> _Source records_
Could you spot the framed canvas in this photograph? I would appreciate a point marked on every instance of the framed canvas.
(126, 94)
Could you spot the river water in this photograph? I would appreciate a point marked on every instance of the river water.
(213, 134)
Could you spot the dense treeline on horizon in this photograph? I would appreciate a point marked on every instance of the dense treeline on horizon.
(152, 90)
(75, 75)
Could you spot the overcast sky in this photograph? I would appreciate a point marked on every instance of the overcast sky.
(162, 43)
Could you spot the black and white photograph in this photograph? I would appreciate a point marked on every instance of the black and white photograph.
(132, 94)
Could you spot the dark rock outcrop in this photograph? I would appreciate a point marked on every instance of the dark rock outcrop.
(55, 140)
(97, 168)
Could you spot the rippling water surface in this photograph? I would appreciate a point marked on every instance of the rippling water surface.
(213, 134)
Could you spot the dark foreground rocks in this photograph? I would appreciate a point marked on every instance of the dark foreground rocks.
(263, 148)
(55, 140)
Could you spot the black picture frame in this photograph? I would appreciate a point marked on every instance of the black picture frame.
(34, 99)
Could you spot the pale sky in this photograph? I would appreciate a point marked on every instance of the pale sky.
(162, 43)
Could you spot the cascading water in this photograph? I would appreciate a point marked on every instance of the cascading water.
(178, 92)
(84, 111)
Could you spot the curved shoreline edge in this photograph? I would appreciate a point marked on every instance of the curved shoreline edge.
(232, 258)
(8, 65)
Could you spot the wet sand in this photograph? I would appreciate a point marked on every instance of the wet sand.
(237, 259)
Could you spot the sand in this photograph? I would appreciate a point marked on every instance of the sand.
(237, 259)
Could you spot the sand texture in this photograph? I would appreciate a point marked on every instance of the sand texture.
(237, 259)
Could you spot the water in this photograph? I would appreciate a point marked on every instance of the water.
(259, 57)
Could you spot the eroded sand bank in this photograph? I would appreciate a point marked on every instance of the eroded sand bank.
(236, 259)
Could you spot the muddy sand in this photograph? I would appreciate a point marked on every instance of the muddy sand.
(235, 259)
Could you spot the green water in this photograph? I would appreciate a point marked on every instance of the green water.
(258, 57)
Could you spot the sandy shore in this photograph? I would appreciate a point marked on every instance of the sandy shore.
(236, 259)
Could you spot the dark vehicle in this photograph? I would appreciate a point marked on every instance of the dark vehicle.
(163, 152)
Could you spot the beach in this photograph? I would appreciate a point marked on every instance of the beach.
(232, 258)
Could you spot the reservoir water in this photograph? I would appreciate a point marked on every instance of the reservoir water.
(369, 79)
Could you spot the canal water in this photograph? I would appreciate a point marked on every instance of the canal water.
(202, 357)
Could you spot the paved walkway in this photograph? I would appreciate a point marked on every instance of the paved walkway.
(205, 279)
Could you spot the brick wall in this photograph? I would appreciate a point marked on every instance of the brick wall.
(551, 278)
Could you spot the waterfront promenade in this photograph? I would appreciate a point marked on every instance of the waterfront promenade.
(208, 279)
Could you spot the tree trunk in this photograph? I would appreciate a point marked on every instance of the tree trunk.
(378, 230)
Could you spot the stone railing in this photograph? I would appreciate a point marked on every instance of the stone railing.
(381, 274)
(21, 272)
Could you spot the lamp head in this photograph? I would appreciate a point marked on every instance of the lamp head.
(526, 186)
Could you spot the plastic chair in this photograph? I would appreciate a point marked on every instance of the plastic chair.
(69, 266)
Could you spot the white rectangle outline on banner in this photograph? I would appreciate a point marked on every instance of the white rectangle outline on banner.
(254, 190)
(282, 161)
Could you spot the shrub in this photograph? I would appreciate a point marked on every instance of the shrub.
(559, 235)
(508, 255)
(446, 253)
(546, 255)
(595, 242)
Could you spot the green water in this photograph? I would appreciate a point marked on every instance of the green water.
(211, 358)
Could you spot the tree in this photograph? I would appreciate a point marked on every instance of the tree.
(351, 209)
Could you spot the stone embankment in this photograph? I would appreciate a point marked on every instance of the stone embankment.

> _Your instructions_
What you return should match the entries above exactly.

> _Answer space_
Could you spot the framed canvas in this photograph? I would appreciate a point marked on every instance of the framed canvas.
(126, 94)
Could you spot the river water in this photograph? I would appreciate a point marked on every instance of the river water.
(213, 134)
Could you spot the dense treeline on horizon in this photograph? I would appreciate a point marked on every instance of the dense treeline on horizon.
(152, 90)
(75, 75)
Could you spot the overcast sky in this photograph? I would appreciate a point marked on every instance of the overcast sky.
(162, 43)
Could you spot the black and white photograph in this photograph? I would appreciate a point marked on every instance of the black and white photograph.
(132, 94)
Could you spot the dark rock outcrop in this photograph? I would appreciate a point marked on every instance of the dark rock outcrop.
(55, 140)
(97, 168)
Could you spot the rippling water surface in this photograph? I would appreciate a point marked on every instance of the rippling water surface.
(213, 134)
Could you spot the dark foreground rocks in this photograph? I would appreciate a point marked on every instance of the dark foreground rocks.
(263, 148)
(55, 140)
Could you spot the black picture frame in this photograph? I would appreciate a point marked on every instance of the black picture frame.
(34, 99)
Could you spot the pale sky in this photograph? I would appreciate a point marked on every instance of the pale sky.
(162, 43)
Could you spot the cascading water in this photograph? I would appreciate a point marked on every instance of the cascading water.
(178, 92)
(84, 111)
Could you spot the curved shoreline edge in this photograph? I would appreciate a point marked on every instance of the curved shoreline edge.
(232, 258)
(8, 65)
Could you spot the wet sand in this photograph? I would appreciate a point marked on every instance of the wet sand.
(237, 259)
Could you spot the sand in this photograph? I would appreciate a point marked on every instance of the sand.
(237, 259)
Could you spot the sand texture in this photograph? I would appreciate a point marked on every instance of the sand texture.
(237, 259)
Could you spot the water in this photograph? I would appreciate a point marked on every instance of the water.
(259, 57)
Could you spot the eroded sand bank in this photograph? I would appreciate a point marked on every instance of the eroded sand bank.
(236, 259)
Could you spot the muddy sand in this photograph? I would appreciate a point marked on every instance of the muddy sand.
(235, 259)
Could you spot the green water in this photograph? I would appreciate a point marked on every instance of the green water.
(258, 57)
Could you spot the sandy shore in this photograph? I would appreciate a point marked on every instance of the sandy shore.
(236, 259)
Could you spot the dark vehicle in this photograph? I would appreciate a point marked on every instance of the dark vehicle.
(163, 152)
Could you spot the beach in this photograph? I would appreciate a point marked on every instance of the beach.
(232, 258)
Could you spot the reservoir water in this photograph? I would appreciate a point marked on every instance of the reservoir water.
(369, 79)
Could you spot the canal water in this photograph? I would appreciate a point marked on every instance of the canal water.
(202, 357)
Could you spot the paved walkway in this photograph? I would appreciate a point marked on every instance of the paved walkway.
(205, 279)
Could you spot the brick wall in this photograph? I would appreciate a point marked on every instance of the brick wall.
(551, 278)
Could you spot the waterfront promenade in this photograph? I would appreciate a point marked on every instance of the waterfront promenade.
(208, 279)
Could you spot the tree trunk in this photograph? I would appreciate a point marked on every instance of the tree trunk.
(378, 230)
Could you spot the stone railing in this photograph? I would appreciate a point marked on every instance of the stone railing.
(381, 274)
(21, 272)
Could you spot the lamp head in this photograph? I would appreciate a point marked on every instance of the lamp head.
(526, 186)
Could you spot the plastic chair in this photograph? I would appreciate a point marked on every instance of the plastic chair.
(69, 266)
Could you spot the white rectangle outline on banner in this photograph? I would appreciate a point marked on every instance of the white rectangle outline on banner.
(254, 190)
(282, 161)
Could you spot the shrub in this photograph? I would appreciate a point marked on every instance of the shrub.
(559, 235)
(508, 255)
(446, 253)
(546, 255)
(595, 242)
Could you spot the green water in this photograph? I would appreciate a point marked on every instance of the green water.
(211, 358)
Could you spot the tree in this photograph? I would appreciate a point marked on every instance of the tree.
(351, 209)
Could you spot the stone embankment in this photograph? I would appreciate a point marked on every instance of the stone embankment.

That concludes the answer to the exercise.